>> Start SUPPLIED TEXT
By Amy Rea (Photos by Brianna Stachowski)
We thought this must be a good omen, and so it was.
What we’d heard specifically about Lemon Grass Thai was that we should check out the Lao menu items. The owners/chefs are Laotian, and have apparently been adding Lao-specific dishes in recent months. Our server told us that most of the Thai dishes have a Lao twist to them, but yes, there are items more overtly Lao in nature.
The dishes she recommended on that line included two appetizers, Sai-Oua E-sane ($9, above) and Nuea-Sawan ($9). Sai-Oua E-sane is a Lao sausage, made in-house from ground pork with a tinge of lemongrass and other herbs, flavorful but not hot-spicy.
The Nuea-Sawan is the Lao equivalent of beef jerky, if beef jerky was cooked to order. The beef is cut thin and cooked somehow until it’s got that jerky chewiness, and yet was still slightly pink inside. Ginger and garlic were abundant, giving the pieces of meat just a slight heat level.
>> End SUPPLIED TEXT
>> Start EXTRACTED MATERIAL
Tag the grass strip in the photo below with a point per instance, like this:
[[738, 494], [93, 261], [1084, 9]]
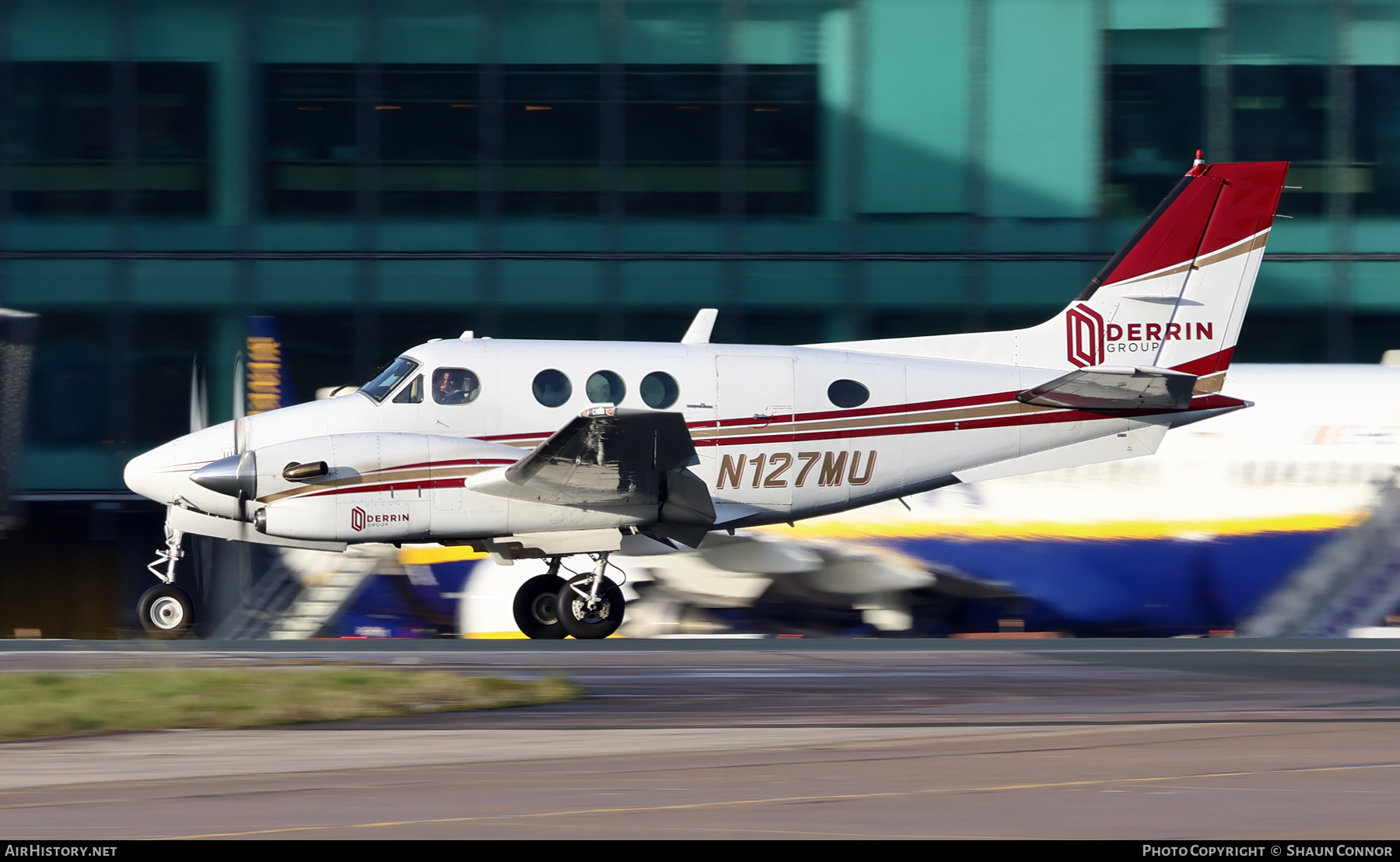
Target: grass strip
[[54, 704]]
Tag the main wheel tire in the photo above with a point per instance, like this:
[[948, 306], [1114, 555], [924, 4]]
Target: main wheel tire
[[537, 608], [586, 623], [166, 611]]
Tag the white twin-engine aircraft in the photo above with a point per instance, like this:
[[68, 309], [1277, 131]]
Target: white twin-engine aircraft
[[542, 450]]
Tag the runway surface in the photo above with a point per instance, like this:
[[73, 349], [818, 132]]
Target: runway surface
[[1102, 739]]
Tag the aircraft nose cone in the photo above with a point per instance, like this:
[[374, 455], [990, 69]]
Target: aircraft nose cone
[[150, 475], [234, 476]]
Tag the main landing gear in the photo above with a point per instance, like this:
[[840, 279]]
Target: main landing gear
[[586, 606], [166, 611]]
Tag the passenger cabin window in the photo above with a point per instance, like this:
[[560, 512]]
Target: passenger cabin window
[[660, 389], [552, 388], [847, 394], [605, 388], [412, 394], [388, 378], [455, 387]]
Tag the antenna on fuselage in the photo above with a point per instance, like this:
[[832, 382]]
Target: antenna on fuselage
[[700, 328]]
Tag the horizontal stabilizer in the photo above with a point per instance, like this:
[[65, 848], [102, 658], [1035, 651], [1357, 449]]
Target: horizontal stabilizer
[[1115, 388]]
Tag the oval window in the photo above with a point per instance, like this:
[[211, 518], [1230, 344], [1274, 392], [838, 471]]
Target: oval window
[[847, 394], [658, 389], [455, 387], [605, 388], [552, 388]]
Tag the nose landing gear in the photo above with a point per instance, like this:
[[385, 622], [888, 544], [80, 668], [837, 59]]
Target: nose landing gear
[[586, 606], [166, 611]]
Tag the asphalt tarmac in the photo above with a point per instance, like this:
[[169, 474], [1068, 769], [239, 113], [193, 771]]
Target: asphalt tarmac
>> End EXTRACTED MATERIAL
▸ **STATED TASK 1**:
According to the restaurant review, what is Sai-Oua E-sane made from?
▸ **STATED TASK 2**:
Rewrite the rows as a numbered list, starting at the first row and ending at the line containing "[[1102, 739]]". Leave out blank lines and pictures.

▸ **COMPLETE OUTPUT 1**:
It is made in-house from ground pork with a tinge of lemongrass and other herbs.

▸ **COMPLETE OUTPUT 2**:
1. Tag the grass strip in the photo below with a point per instance, like this:
2. [[738, 494], [93, 261], [1084, 9]]
3. Target: grass strip
4. [[54, 704]]
5. Tag the main wheel tire in the photo above with a point per instance, like this:
6. [[948, 306], [1114, 555], [924, 4]]
7. Target: main wheel tire
8. [[537, 608], [586, 623], [166, 611]]
9. Tag the white twin-engine aircraft in the photo above with a point per instance, like this:
10. [[68, 309], [1277, 131]]
11. Target: white twin-engine aircraft
12. [[542, 450]]
13. Tag the runway surface in the photo above with a point per instance, like this:
14. [[73, 349], [818, 132]]
15. Target: runway surface
16. [[1102, 739]]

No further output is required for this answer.